## [DATASET RECORDS]

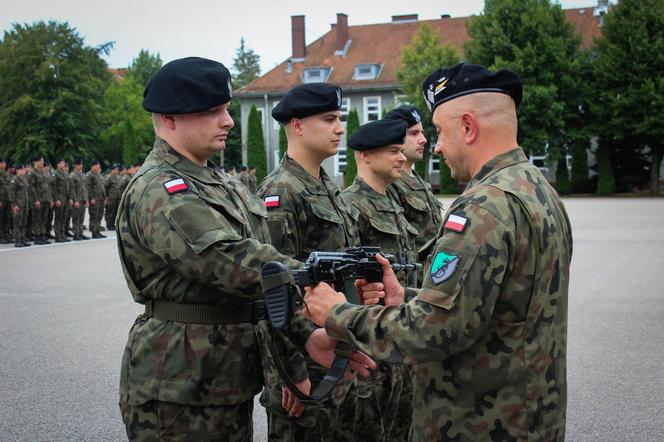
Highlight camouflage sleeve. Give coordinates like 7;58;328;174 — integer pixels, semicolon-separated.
326;204;515;363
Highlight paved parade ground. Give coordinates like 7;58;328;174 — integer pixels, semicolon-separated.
0;198;664;442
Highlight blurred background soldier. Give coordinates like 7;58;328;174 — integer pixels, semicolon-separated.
53;159;73;242
69;159;90;241
28;156;53;244
86;160;106;238
104;164;122;230
0;158;12;244
9;164;33;247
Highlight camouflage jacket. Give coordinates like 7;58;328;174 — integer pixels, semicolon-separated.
53;170;71;202
28;170;51;201
327;148;572;441
8;175;33;209
344;175;417;285
116;138;312;406
104;174;122;200
69;171;88;202
390;171;443;250
258;154;360;261
85;170;106;202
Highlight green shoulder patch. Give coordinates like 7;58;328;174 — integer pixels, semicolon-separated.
430;252;461;285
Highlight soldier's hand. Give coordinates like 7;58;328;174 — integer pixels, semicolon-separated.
302;282;346;327
304;328;377;380
281;378;311;417
355;255;405;305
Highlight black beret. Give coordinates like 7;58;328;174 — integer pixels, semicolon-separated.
143;57;232;114
272;83;341;124
422;63;523;112
383;104;422;127
348;120;408;151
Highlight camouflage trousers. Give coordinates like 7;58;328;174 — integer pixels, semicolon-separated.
120;398;254;442
89;201;104;233
353;364;406;442
71;201;85;235
104;198;120;229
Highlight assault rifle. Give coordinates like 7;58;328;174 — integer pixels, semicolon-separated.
261;247;422;403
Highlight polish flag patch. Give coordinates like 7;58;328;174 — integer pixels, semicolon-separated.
264;195;280;209
164;178;189;195
445;215;468;233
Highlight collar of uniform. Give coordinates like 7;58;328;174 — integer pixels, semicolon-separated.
355;175;394;212
283;153;330;195
152;137;219;184
401;171;424;190
466;147;528;189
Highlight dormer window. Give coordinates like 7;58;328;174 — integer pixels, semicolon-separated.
302;68;330;83
353;64;382;80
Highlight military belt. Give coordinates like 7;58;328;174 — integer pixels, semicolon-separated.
145;299;266;324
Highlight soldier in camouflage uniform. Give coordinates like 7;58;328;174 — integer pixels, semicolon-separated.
116;57;374;441
104;164;122;230
305;63;572;441
85;160;106;238
8;164;33;247
53;159;73;242
69;159;90;241
344;120;417;441
385;105;443;440
28;156;53;244
0;158;12;244
258;83;360;441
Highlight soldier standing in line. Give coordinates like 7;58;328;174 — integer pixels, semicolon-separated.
247;164;258;193
344;120;417;442
253;83;360;442
69;159;90;241
104;164;122;230
53;159;73;242
305;63;572;442
85;160;106;239
0;158;12;244
28;156;53;244
116;57;372;442
9;164;33;247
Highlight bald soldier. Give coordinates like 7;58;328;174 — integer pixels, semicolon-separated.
258;83;360;442
116;57;371;441
344;120;417;442
305;63;572;441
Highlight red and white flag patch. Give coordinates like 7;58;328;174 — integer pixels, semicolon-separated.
164;178;189;195
265;195;280;209
445;215;468;233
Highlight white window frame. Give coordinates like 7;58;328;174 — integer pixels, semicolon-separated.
302;67;331;83
362;95;383;124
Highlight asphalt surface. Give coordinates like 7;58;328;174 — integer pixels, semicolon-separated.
0;198;664;442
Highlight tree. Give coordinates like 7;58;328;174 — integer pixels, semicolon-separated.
233;37;261;89
397;23;461;186
224;100;242;166
0;21;112;161
279;124;288;158
100;75;154;164
128;49;162;87
247;105;267;183
595;0;664;192
464;0;588;164
344;108;360;187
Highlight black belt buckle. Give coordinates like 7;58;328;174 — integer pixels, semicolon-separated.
252;301;267;324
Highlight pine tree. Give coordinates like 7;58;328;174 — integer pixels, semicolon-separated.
344;108;360;187
247;105;267;183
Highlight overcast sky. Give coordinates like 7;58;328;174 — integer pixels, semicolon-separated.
0;0;608;73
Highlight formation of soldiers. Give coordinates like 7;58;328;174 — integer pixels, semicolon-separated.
0;156;140;247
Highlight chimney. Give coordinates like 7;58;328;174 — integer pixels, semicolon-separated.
335;13;348;52
291;15;307;62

## [TASK DIRECTIONS]
Collect every line in the items above that contains the word "camouflage", copying each one in full.

## [EXERCISE OUTPUT]
Highlight camouflage sleeve. Give coordinates like 7;58;328;174 — integer pixels, semicolon-separated.
Highlight camouflage jacket. Give coordinates like 7;58;328;174 — integer pixels, semicolon-separated.
Highlight camouflage trousers. Give coordinates like 7;58;328;174 — integer pixels, semicolon-separated.
Highlight soldier in camouflage uniform. Give coordinates like 7;58;328;174 — integer pixels, semicolon-separated.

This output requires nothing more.